Images are to be omitted, and the rest of the records reproduced exactly.
*** Data to process ***
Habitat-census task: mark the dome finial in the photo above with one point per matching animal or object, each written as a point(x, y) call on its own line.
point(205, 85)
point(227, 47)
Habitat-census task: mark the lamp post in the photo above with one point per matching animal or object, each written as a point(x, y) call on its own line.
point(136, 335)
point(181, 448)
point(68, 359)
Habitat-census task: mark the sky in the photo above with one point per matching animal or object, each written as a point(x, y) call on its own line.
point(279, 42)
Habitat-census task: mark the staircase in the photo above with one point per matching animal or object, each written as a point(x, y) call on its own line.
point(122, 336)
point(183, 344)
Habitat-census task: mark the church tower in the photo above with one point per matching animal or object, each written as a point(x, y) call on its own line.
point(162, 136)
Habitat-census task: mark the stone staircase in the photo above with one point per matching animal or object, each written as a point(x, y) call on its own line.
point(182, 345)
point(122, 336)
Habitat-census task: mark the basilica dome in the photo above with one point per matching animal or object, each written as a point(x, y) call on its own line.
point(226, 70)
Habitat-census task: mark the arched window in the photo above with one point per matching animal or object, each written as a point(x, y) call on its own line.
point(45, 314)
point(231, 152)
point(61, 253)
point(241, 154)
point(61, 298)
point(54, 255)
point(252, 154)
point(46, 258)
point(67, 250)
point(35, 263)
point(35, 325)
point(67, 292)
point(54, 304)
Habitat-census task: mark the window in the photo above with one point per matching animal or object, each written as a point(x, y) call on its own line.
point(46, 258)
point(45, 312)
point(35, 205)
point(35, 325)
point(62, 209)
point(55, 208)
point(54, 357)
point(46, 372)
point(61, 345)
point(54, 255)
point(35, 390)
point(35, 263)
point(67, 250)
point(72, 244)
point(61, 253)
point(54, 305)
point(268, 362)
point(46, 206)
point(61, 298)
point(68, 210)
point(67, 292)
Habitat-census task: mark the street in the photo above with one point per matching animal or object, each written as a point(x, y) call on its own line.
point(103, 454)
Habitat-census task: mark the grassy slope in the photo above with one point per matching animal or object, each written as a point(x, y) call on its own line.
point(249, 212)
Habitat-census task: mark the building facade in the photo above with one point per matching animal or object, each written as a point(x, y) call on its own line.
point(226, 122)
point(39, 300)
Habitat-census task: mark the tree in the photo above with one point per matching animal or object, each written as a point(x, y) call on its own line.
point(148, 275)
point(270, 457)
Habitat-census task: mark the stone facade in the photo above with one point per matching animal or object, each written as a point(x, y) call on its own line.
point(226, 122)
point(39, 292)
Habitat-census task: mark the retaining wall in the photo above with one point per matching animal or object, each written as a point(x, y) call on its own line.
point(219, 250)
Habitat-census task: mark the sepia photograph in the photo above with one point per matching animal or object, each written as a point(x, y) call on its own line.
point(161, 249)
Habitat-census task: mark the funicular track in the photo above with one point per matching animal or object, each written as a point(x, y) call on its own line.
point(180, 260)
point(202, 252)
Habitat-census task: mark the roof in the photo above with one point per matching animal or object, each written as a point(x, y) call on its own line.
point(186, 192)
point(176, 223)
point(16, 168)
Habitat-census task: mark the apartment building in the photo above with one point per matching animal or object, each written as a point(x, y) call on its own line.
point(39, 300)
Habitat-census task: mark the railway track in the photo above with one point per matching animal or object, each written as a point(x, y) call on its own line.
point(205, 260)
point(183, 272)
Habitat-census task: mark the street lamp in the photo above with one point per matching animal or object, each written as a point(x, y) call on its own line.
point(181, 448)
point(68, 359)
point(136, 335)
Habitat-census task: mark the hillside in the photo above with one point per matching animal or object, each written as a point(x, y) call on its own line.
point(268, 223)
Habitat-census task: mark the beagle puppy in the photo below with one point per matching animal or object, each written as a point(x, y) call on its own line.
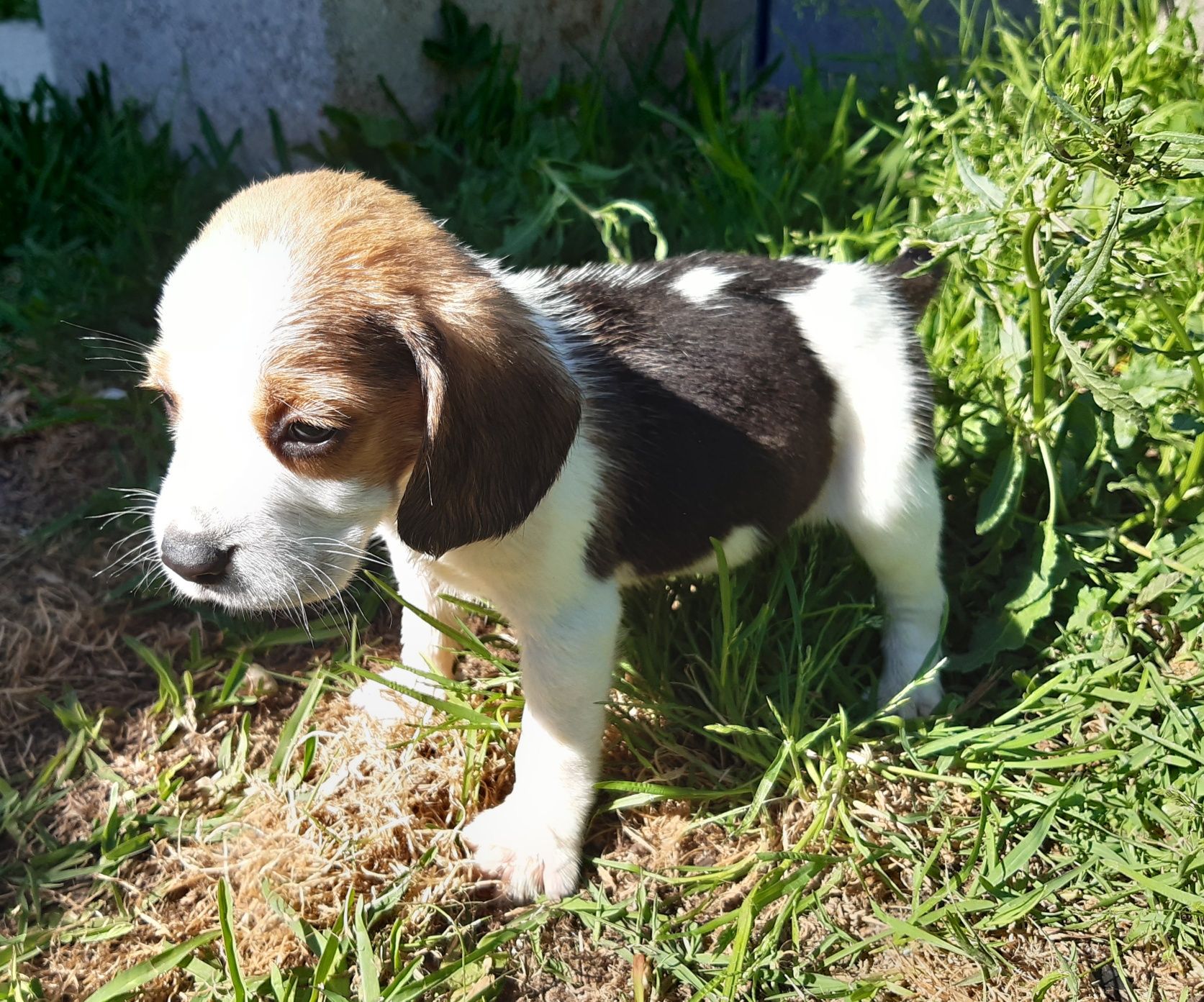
*** End of Data to process ***
* _Response to the task_:
Habitat-census task: mark the dome finial in the photo above with one point per matching animal or object, each written as a point(x, y) call on its own line.
point(205, 85)
point(227, 47)
Habitat-census task: mark the lamp post in the photo above with one point per matching animal or object, each written as a point(x, y) call on its own line.
point(136, 335)
point(181, 448)
point(68, 359)
Habitat-census task: mark the sky in the photo above with one point per matching animal or object, each written as a point(x, y) call on its own line.
point(279, 42)
Habitat-census task: mark the staircase in the photo above with one point per matching animal or object, each written as a point(x, y) call on its own line.
point(122, 336)
point(183, 344)
Habitat-census task: mark the church tower in the photo above with one point per matching animal or object, each written as a point(x, y) call on its own line.
point(162, 136)
Habitat-census task: mark the stone staircase in the photo above with one point per matching animal or object, each written as a point(x, y) call on its own line.
point(182, 345)
point(122, 336)
Habitat-census task: mark the basilica dome in the photo above with one point per matching animal or object, each written as a point(x, y) call on its own line.
point(226, 70)
Habitat-census task: mark the arched window in the photo above with one point per matching animal or object, each written as a point(x, y) call on its own line.
point(45, 314)
point(231, 152)
point(61, 253)
point(241, 154)
point(61, 298)
point(54, 255)
point(252, 154)
point(46, 258)
point(67, 250)
point(35, 263)
point(35, 325)
point(67, 292)
point(54, 304)
Habitat-census task: mark the window in the photo above with one point per matching animal or object, each written as a point(x, y) call on its own line.
point(46, 258)
point(45, 312)
point(35, 205)
point(35, 325)
point(62, 209)
point(55, 208)
point(54, 357)
point(46, 372)
point(61, 345)
point(54, 255)
point(35, 390)
point(35, 263)
point(67, 250)
point(72, 244)
point(61, 253)
point(54, 305)
point(268, 362)
point(46, 206)
point(61, 298)
point(68, 210)
point(67, 292)
Habitat-census task: mark the street in the photo above with one point per matching animal or object, each written as a point(x, y) call on its own line.
point(103, 454)
Habitat-census task: mark the grassy slope in the photo above with one point per matching animal or object, each written as a point(x, y) call on its own line.
point(249, 212)
Habitat-census task: mark the building facade in the photo above with one point per matching animal or object, each written as a point(x, y) call on its own line.
point(226, 122)
point(39, 300)
Habitat-census task: mark the tree in the photo above with one point per matching animal or object, each written as a point(x, y) call on its own line.
point(148, 275)
point(270, 457)
Habitat-census task: mark the stone facade in the photo above with one point per matching animal or object, each written as a point(x, y) call on its own line.
point(226, 122)
point(39, 292)
Habitat-census task: mark the retaining wall in the photo above with one point per matching animal or object, each written as a point(x, y) call on its own line.
point(219, 250)
Habitat-census task: mark the sepia photograph in the photo above with one point per matching animal or object, each written as a point(x, y) call on its own line.
point(161, 249)
Habitat-census task: mark the funicular track in the photo above with one point per matching animal or object, each written as a point(x, y) call on its own line.
point(180, 260)
point(202, 252)
Habitat-census task: mark the roof in the photo above with one point per matching animal or object, each written as a point(x, y) call on its own line.
point(186, 192)
point(176, 223)
point(16, 168)
Habitat-census task: mark the apartment building in the photo above with one point per matching animal or object, each written as a point(x, y) call on its own line.
point(39, 300)
Habitat-census task: mark the railway track in the photo above with one point per matching animal or object, each written as a point(x, y) call on its own line.
point(205, 260)
point(183, 272)
Habitat-census task: mark the street lamp in the photo above with one point per matching animal or object, each written as a point(x, y) call on its own line.
point(181, 448)
point(68, 359)
point(136, 335)
Habitat-census task: mark the hillside in the photo above with one point per matching animal or object, each written as a point(x, y) call on its own line.
point(268, 223)
Habitat-census task: mark the beagle puppy in the photo below with one point per matching animal or object, each written as a point(x, y) call on its own line.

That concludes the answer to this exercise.